**EXERCISE DETAILS:** Copy the entries word for word, from their very first line through the line containing "203), (51, 202)]]", including both of those lines.

**STORED ROWS:**
---*---

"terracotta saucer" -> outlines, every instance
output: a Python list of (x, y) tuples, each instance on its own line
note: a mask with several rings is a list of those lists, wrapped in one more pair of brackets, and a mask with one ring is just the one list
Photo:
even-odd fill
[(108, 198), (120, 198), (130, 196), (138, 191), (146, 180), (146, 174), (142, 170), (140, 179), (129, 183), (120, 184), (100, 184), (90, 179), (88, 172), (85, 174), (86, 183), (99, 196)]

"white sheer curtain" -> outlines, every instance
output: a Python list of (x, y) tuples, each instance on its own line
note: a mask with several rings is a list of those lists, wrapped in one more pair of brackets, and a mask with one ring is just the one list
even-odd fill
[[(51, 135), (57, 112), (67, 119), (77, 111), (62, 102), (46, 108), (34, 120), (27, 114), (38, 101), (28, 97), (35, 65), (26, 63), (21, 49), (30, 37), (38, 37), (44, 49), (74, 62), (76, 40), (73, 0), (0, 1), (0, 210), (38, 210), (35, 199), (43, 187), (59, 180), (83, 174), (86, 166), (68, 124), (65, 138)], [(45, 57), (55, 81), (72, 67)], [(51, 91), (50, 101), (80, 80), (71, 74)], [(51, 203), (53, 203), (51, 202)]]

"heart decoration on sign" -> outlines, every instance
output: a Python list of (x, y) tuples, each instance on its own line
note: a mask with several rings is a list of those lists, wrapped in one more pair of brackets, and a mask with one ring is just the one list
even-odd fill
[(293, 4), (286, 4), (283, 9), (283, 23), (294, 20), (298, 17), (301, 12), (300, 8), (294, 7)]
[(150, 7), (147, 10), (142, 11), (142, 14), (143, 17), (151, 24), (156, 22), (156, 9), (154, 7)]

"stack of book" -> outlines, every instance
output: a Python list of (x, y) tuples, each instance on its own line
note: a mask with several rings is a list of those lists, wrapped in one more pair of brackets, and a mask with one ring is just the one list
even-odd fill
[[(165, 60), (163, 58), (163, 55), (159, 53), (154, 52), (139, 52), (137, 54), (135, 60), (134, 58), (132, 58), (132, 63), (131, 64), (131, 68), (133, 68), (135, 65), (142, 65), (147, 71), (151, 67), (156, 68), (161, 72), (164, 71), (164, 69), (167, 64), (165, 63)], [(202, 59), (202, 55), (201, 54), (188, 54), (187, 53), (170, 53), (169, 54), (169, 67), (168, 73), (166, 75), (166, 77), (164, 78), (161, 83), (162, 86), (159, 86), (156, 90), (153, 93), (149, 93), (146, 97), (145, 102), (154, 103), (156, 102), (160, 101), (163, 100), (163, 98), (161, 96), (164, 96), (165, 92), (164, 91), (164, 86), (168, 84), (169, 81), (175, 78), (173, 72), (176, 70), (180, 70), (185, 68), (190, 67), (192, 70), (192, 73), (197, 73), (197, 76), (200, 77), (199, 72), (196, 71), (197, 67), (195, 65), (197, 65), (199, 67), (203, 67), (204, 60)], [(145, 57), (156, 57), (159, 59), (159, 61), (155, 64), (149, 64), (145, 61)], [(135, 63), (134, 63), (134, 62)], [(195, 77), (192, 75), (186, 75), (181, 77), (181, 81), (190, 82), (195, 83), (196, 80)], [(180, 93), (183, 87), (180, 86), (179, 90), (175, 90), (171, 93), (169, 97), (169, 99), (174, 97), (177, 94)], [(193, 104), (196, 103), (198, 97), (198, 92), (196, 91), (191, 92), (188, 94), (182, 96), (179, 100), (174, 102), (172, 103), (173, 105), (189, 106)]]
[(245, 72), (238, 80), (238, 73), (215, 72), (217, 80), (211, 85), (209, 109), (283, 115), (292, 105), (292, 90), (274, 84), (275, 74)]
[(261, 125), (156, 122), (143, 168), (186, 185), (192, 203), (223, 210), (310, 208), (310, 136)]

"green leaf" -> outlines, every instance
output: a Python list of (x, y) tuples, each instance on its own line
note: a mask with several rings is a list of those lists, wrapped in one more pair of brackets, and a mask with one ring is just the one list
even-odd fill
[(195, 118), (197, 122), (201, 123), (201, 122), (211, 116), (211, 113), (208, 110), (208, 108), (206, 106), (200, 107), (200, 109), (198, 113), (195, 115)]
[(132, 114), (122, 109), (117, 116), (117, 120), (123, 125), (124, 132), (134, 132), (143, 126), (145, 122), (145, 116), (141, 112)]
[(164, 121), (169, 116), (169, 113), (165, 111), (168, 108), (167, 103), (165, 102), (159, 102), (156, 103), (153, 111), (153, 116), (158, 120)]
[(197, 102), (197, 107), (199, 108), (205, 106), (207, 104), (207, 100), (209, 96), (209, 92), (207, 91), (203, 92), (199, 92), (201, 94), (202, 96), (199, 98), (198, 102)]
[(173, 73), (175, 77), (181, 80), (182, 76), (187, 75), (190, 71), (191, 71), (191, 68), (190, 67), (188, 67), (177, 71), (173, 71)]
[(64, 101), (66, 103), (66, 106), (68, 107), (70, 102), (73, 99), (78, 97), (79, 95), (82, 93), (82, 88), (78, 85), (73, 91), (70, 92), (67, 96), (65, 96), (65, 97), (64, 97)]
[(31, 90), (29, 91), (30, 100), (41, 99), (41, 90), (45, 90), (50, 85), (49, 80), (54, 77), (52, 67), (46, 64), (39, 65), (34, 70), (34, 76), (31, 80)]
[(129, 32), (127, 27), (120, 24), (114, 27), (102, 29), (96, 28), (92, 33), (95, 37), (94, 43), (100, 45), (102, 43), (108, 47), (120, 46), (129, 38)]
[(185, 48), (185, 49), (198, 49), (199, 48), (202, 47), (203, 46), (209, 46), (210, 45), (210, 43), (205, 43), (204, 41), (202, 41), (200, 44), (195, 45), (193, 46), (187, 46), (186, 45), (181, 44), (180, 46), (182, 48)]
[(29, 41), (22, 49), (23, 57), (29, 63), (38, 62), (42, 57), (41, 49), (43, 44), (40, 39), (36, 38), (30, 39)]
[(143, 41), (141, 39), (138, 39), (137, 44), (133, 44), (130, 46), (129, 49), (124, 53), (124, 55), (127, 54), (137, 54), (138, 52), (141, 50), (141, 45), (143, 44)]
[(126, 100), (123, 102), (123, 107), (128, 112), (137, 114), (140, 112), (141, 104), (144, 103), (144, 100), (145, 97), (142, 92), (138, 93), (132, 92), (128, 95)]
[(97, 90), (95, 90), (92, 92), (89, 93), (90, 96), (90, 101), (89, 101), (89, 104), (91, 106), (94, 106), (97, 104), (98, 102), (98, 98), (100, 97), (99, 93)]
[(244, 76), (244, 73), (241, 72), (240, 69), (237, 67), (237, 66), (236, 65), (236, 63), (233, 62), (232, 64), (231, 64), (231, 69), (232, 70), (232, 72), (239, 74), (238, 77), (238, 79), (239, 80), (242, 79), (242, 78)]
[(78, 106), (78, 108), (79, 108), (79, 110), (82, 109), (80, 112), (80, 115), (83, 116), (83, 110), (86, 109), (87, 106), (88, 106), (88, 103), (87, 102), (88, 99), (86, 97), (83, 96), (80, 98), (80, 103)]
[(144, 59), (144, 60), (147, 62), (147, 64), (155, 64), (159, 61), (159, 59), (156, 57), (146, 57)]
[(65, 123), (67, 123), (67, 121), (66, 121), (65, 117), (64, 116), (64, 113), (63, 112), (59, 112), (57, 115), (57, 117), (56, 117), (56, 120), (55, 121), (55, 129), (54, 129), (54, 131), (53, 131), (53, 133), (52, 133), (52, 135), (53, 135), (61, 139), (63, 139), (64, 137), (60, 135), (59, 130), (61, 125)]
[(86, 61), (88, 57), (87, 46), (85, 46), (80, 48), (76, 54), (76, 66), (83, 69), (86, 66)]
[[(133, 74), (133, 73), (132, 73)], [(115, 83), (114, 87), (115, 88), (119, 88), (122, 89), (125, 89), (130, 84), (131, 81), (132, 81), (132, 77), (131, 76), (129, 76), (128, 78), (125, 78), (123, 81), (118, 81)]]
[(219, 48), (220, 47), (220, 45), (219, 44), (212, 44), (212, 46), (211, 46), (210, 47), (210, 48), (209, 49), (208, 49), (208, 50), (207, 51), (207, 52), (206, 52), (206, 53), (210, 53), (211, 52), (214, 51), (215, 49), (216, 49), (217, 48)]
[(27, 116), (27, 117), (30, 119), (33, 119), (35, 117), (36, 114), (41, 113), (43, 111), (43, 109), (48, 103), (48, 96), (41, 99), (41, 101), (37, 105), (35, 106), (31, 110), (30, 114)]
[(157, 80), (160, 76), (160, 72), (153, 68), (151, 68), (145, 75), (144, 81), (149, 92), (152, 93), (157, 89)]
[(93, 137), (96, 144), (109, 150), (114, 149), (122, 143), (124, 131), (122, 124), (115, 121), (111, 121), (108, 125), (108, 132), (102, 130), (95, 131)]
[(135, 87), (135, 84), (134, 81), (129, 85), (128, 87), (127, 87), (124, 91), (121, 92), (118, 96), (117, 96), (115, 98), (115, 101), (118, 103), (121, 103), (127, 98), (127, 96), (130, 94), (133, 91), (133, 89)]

---*---

**REPLY TO THE EXERCISE:**
"terracotta saucer" -> outlines, every instance
output: a Python list of (x, y) tuples, each instance on its own line
note: a mask with several rings is a list of those lists, wrapped in one more pair of brackets, and a mask with one ring is just the one list
Photo:
even-odd fill
[(108, 198), (120, 198), (130, 196), (138, 191), (146, 180), (146, 174), (142, 170), (140, 179), (129, 183), (120, 184), (100, 184), (90, 179), (88, 172), (85, 174), (86, 183), (99, 196)]

"white sheer curtain" -> outlines, every instance
output: a Python list of (x, y) tuples, each instance on its own line
note: a mask with several rings is a list of those lists, wrapped in one more pair of brackets, and a mask with one ring is just the one list
even-odd fill
[[(51, 135), (57, 112), (67, 119), (77, 111), (62, 102), (46, 108), (34, 120), (27, 114), (38, 101), (28, 97), (35, 65), (26, 63), (21, 49), (30, 37), (38, 37), (44, 49), (74, 62), (76, 40), (73, 0), (0, 1), (0, 210), (38, 210), (35, 199), (43, 187), (59, 180), (83, 174), (86, 166), (68, 124), (65, 138)], [(45, 57), (55, 81), (72, 67)], [(51, 91), (50, 101), (80, 80), (71, 74)], [(51, 203), (53, 203), (51, 202)]]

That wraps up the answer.